#### [Text shown]
Skip to content

MySQL

Creating a data generator for MySQL. You will build a Docker image that will be able to populate data in MySQL for the tables you configure.

Requirements

  • 10 minutes
  • Git
  • Gradle
  • Docker

Get Started

First, we will clone the data-caterer-example repo which will already have the base project setup required.

git clone git@github.com:data-catering/data-caterer-example.git
git clone git@github.com:data-catering/data-caterer-example.git
git clone git@github.com:data-catering/data-caterer-example.git

If you already have a MySQL instance running, you can skip to this step.

MySQL Setup

Next, let's make sure you have an instance of MySQL up and running in your local environment. This will make it easy for us to iterate and check our changes.

cd docker
docker-compose up -d mysql

Permissions

Let's make a new user that has the required permissions needed to push data into the MySQL tables we want.

#### [Set problem]
From the MySQL setup guide, write out the passage starting at "Get Started" and ending at "check our changes.", word for word. Rely only on the MySQL setup guide for your answers.

#### [Excerpted records]

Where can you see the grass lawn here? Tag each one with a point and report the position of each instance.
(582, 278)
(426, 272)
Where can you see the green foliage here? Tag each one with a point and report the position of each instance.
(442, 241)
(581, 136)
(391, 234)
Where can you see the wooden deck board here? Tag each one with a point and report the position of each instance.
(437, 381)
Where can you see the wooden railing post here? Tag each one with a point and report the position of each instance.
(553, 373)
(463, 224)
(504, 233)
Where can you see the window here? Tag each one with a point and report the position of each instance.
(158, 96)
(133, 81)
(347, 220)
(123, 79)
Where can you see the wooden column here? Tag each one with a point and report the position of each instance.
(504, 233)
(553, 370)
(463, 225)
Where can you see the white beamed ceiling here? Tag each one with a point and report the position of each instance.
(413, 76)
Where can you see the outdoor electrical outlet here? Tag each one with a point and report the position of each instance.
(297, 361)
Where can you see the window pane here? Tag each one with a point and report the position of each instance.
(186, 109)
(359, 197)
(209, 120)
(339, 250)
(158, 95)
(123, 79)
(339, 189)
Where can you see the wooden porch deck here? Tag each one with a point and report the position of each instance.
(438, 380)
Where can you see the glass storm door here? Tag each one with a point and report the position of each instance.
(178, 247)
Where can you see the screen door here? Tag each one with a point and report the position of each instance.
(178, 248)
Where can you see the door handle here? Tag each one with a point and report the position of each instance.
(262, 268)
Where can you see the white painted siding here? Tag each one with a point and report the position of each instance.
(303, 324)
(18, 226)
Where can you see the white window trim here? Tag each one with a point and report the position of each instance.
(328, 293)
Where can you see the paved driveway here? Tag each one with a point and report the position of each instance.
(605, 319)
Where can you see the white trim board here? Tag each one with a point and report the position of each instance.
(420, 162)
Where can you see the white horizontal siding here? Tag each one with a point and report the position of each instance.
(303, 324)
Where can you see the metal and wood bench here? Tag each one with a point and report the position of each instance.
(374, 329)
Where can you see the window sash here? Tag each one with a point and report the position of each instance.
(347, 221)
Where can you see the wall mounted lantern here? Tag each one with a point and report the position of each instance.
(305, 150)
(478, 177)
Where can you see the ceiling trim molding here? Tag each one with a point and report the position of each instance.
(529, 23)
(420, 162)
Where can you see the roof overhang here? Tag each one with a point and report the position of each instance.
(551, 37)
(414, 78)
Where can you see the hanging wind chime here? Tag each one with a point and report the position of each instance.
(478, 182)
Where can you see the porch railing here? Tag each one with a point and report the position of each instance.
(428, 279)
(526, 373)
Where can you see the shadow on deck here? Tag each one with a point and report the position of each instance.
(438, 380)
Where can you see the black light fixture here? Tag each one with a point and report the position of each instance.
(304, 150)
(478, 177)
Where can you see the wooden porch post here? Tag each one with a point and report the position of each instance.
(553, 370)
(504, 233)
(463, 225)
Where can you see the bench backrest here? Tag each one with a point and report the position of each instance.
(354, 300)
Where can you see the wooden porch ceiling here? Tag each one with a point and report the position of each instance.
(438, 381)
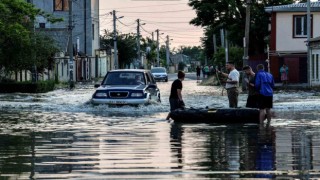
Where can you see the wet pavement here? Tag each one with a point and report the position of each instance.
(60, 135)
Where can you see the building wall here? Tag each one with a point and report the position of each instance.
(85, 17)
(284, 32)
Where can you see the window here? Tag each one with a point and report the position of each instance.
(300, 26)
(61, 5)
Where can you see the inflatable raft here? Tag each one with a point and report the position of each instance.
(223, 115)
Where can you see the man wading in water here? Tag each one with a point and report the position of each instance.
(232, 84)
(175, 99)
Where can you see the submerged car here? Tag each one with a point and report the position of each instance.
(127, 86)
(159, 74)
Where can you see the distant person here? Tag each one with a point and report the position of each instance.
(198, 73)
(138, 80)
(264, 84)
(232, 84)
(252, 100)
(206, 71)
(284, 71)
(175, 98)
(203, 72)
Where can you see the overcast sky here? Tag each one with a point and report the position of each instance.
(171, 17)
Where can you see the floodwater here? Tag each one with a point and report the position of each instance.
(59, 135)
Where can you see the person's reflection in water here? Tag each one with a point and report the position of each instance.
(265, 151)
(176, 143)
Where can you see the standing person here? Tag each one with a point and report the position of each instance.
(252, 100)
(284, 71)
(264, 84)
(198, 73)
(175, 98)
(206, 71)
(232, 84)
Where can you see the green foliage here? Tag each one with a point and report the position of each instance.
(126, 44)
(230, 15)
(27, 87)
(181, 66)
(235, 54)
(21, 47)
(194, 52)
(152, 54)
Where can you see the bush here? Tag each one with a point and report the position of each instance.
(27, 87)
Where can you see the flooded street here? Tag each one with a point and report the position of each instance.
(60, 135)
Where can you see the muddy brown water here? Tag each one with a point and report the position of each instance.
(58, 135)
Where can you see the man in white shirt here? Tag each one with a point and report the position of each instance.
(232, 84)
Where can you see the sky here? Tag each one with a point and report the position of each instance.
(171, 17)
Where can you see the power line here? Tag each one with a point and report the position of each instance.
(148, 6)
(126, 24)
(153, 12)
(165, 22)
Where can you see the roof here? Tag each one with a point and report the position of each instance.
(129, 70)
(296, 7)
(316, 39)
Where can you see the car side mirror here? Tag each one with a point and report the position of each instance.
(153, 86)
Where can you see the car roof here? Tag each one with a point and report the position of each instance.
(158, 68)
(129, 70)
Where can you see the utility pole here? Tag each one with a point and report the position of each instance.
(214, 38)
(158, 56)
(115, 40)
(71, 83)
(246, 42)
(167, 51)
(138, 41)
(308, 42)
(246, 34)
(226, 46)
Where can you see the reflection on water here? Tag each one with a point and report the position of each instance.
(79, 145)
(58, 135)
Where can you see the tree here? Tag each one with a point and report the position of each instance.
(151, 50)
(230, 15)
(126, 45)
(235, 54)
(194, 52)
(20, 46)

---

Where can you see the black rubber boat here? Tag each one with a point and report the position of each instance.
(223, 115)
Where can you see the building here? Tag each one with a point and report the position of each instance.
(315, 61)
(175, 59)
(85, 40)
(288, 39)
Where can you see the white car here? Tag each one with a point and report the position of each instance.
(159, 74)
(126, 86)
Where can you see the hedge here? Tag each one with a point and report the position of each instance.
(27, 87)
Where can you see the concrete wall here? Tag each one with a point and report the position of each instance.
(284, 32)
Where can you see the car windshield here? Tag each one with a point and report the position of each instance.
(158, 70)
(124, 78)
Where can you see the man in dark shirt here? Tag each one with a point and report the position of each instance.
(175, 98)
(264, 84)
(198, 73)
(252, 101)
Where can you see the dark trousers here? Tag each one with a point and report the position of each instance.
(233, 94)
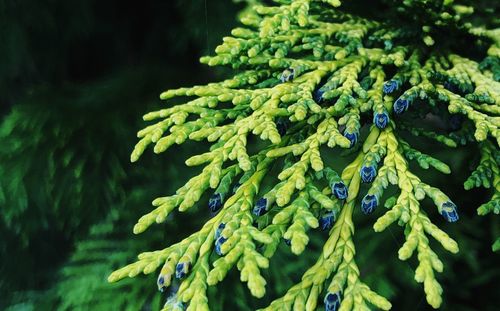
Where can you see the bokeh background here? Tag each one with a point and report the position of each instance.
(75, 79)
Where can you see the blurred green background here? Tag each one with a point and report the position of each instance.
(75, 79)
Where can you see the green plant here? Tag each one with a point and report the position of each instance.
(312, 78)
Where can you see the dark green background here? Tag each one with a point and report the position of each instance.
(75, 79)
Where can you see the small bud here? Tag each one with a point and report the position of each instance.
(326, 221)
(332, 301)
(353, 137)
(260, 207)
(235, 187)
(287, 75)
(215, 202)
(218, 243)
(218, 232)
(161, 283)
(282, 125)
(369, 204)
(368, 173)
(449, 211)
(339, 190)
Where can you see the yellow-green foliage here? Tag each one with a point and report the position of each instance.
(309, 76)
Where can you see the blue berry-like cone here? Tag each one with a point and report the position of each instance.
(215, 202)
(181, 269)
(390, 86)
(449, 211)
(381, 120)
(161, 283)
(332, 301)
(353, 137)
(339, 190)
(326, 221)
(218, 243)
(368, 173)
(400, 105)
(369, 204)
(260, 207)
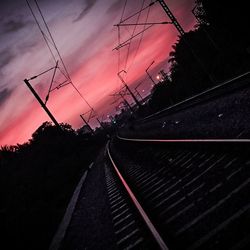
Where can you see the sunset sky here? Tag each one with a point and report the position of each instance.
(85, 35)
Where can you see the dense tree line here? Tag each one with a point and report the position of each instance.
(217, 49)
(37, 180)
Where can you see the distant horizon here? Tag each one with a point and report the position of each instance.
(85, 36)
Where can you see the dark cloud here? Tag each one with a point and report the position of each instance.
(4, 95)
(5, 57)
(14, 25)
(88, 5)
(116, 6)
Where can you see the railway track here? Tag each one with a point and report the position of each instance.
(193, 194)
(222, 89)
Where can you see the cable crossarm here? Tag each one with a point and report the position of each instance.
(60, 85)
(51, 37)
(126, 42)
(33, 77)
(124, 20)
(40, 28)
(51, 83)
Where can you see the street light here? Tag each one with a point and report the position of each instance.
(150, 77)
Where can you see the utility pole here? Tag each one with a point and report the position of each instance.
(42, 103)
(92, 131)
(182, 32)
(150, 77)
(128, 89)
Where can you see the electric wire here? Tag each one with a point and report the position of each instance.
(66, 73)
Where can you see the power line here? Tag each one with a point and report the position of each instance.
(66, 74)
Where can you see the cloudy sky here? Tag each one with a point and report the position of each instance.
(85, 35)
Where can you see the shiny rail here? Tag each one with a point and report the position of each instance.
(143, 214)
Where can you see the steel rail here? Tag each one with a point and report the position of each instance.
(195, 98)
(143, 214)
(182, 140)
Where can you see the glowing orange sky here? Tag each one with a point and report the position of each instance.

#### [Exercise solution]
Get Started

First, we will clone the data-caterer-example repo which will already have the base project setup required.

git clone git@github.com:data-catering/data-caterer-example.git
git clone git@github.com:data-catering/data-caterer-example.git
git clone git@github.com:data-catering/data-caterer-example.git

If you already have a MySQL instance running, you can skip to this step.

MySQL Setup

Next, let's make sure you have an instance of MySQL up and running in your local environment. This will make it easy for us to iterate and check our changes.